What is asked —
Convert all of the rows below into a two-column CSV headed text and keypoints, with one line per row. Put each row's text and its answer in one quoted field apiece, turning line breaks into spaces, and leave the pictures out.

Dataset extract —

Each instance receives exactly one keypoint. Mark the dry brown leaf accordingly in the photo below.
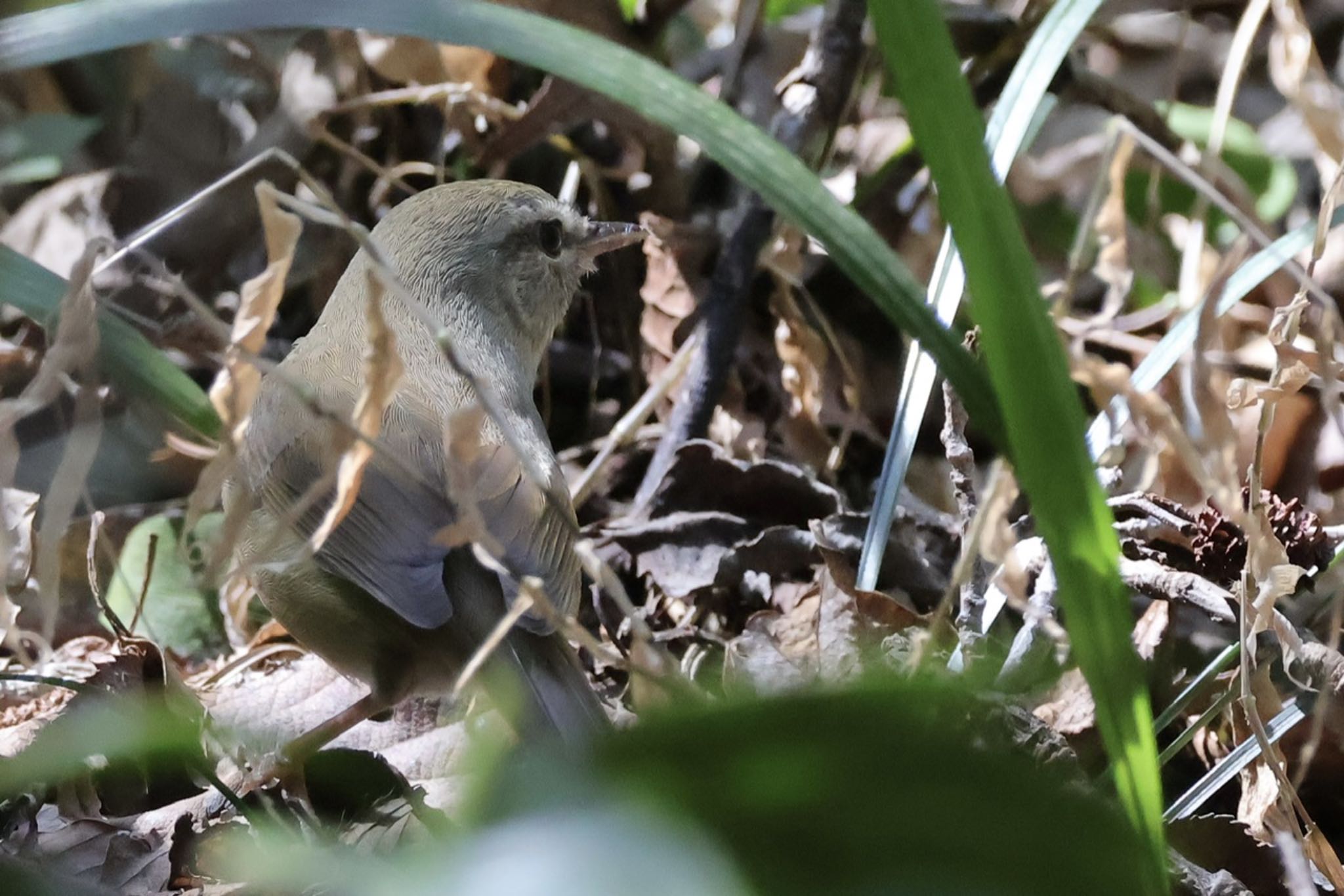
(1113, 265)
(803, 365)
(1299, 74)
(238, 380)
(1151, 628)
(414, 61)
(677, 255)
(1323, 855)
(18, 510)
(269, 706)
(382, 374)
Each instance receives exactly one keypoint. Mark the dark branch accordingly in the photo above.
(814, 102)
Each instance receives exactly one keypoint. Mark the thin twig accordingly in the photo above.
(826, 79)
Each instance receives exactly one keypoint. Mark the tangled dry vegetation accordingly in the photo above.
(721, 407)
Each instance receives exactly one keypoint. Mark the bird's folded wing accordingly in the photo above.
(390, 544)
(534, 525)
(385, 544)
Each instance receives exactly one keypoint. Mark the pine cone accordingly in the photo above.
(1221, 546)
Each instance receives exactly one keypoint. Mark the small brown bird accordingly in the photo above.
(383, 601)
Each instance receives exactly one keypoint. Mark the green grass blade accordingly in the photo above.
(124, 355)
(1019, 105)
(761, 163)
(1182, 335)
(1043, 417)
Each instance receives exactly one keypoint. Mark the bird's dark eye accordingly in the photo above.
(550, 237)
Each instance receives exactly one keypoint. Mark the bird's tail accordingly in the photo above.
(534, 679)
(546, 688)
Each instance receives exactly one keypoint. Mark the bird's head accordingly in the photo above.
(500, 250)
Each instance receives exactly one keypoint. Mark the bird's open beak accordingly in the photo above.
(605, 235)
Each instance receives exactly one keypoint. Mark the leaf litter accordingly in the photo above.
(740, 574)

Response to the task —
text,keypoints
"Each instance receives exactly one keypoint. Mark the dry brown leaf accordingly in the photo below.","(1113, 265) (803, 365) (1299, 74) (238, 380) (1151, 628) (414, 61) (677, 255) (1323, 855) (18, 510) (269, 706) (382, 374)"
"Each instance receives exactly one keypoint. Mark the dark branch accordingly in the photo above.","(814, 102)"
"Each instance receives exactly one keypoint. Mark the thin twig accordingly in the photo above.","(826, 79)"
"Each instance receives exactly one keypoint. Mark the tangled dry vegetation accordingly in the photo above.","(721, 407)"
"Each instance receives exactly one keypoint. Mark the bird's folded wing accordingly in the photo above.","(390, 544) (534, 525) (385, 544)"
"Each instance receives exactly one keypoint. Mark the pine cone accordingly in the photo above.","(1221, 546)"
"Each instance receives exactly one keypoint. Mark the small brown bird accordingly in the photo above.","(383, 601)"
"Each instance receives exactly one keypoint. Mark the green grass blade accordingly in the photo above.","(124, 355) (1019, 105) (761, 163) (1182, 335) (1043, 417)"
"Each instance receives exactly one keypoint. Mark the bird's dark eye accordingly in the photo above.","(550, 237)"
"Each instance receives exactly one keypoint. Mark the bird's tail accordingly in the photo above.","(534, 679) (546, 688)"
"Each instance receives exactly one keypoint. Mark the bird's head accordingly in the photo above.","(500, 250)"
"Each instance receives exactly one keypoint. Mark the bird's open beak accordingly in the photo above.","(605, 235)"
"Each instance receives exactly one keypoint. Mark the leaf litter accordingly in the photo above.","(740, 574)"